Referring expression pointing data
====
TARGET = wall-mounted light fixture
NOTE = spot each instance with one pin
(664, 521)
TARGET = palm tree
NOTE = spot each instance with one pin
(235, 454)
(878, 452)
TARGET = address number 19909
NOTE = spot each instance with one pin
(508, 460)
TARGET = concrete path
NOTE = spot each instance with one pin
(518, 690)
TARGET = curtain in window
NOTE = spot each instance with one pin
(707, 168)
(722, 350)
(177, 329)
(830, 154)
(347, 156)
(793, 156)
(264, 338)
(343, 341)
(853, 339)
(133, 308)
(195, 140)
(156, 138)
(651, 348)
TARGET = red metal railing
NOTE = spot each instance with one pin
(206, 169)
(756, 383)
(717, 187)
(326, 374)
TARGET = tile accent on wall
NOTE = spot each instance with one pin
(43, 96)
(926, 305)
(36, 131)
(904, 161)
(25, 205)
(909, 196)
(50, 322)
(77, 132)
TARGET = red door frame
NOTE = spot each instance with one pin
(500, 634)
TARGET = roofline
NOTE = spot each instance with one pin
====
# TASK GOAL
All the records above are to be reproduced exactly.

# REPLY
TARGET = wall-mounted light fixture
NOTE = spot each instance with one pin
(664, 521)
TARGET = palm tree
NOTE = spot each instance with one pin
(235, 454)
(878, 452)
TARGET = address number 19909
NOTE = spot each instance with one pin
(508, 460)
TARGET = concrete path
NOTE = spot each instance with one pin
(518, 690)
TARGET = curtain in window
NOTE = spot each instance with one pin
(707, 168)
(722, 350)
(177, 329)
(830, 154)
(347, 156)
(793, 156)
(264, 338)
(343, 341)
(853, 339)
(133, 308)
(195, 140)
(156, 138)
(651, 348)
TARGET = red metal railing
NOTE = spot each instance with one pin
(206, 169)
(756, 383)
(717, 187)
(326, 374)
TARGET = tile accent on wall
NOTE = spot each instance with one pin
(43, 96)
(926, 305)
(36, 131)
(904, 161)
(25, 205)
(909, 196)
(50, 322)
(77, 132)
TARGET = red door frame
NOTE = spot each instance with one pin
(500, 634)
TARGET = roofline
NOTE = spot each instance with one pin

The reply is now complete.